What to work on: I would like each line of the data that holds the word "mustache" copied out.

[Opening Record extracts section]

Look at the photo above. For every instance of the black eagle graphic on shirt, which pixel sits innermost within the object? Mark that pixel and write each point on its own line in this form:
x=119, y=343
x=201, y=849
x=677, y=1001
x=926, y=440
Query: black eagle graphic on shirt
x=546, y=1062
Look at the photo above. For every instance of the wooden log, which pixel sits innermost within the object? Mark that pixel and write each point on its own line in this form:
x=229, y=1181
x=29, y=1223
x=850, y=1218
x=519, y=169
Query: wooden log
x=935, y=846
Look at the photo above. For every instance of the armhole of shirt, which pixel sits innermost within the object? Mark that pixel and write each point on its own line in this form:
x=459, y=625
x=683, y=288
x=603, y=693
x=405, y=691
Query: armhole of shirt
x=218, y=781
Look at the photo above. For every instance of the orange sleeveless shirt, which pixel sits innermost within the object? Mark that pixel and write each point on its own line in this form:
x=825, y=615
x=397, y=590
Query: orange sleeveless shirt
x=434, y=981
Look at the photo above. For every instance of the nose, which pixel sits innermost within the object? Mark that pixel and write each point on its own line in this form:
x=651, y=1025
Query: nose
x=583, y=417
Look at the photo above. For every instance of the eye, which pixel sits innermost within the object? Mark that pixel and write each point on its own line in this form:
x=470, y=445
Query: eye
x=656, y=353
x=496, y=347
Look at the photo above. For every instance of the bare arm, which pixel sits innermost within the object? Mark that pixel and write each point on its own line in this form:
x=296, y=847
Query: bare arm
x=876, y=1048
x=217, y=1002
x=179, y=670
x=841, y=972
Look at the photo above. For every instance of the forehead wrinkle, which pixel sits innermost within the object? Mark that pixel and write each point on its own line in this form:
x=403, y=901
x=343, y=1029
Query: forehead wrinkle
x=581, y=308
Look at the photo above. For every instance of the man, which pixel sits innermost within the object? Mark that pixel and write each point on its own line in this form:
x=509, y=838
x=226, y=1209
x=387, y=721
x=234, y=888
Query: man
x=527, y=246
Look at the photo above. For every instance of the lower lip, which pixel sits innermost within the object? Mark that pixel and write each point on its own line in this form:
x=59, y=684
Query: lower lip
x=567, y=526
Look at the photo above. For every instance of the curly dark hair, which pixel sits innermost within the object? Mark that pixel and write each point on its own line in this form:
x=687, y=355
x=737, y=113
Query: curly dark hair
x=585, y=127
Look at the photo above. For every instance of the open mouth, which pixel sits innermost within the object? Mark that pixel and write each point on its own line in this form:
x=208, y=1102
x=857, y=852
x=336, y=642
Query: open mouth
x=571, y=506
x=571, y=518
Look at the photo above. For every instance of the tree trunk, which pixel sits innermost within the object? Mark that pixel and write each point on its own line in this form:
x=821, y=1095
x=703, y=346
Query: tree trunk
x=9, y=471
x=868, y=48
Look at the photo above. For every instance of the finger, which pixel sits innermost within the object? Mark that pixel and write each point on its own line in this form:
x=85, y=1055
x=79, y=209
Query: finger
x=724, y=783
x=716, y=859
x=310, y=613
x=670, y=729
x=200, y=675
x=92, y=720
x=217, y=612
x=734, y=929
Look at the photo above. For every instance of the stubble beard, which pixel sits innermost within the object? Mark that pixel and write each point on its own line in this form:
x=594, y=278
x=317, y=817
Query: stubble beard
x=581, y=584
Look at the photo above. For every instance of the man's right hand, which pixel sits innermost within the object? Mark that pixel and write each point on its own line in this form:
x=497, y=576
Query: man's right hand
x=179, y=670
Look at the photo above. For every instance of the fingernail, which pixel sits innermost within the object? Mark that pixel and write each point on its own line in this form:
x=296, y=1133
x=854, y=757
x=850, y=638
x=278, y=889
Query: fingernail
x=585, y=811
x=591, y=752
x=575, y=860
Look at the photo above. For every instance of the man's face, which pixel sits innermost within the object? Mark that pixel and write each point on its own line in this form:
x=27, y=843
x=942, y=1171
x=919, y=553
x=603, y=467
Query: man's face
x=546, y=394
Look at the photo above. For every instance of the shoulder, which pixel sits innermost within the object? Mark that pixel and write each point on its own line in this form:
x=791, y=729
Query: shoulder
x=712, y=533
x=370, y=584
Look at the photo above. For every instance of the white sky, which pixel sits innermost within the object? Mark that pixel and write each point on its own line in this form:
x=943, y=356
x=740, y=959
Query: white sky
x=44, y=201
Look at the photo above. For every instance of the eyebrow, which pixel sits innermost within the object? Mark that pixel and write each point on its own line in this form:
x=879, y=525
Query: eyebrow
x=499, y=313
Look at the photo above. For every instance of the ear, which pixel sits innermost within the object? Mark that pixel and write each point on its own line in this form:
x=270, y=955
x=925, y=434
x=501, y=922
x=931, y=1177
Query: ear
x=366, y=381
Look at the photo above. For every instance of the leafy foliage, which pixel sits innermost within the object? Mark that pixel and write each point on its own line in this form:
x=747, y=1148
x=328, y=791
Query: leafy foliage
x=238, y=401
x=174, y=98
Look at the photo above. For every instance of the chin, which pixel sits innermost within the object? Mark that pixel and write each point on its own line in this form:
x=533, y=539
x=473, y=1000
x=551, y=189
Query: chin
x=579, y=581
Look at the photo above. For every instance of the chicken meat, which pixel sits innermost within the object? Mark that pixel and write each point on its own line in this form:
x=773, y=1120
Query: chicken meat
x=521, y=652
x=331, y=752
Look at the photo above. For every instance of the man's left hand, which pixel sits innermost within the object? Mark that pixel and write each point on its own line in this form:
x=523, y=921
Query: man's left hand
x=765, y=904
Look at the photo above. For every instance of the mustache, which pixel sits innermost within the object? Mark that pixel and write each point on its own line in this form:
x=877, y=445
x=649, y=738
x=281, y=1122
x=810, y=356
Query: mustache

[Closing Record extracts section]

Exercise response:
Look at the photo above. For every instance of the mustache, which pixel sits innermost within the object? Mark that pixel and write each point on its own line in this form:
Query: mustache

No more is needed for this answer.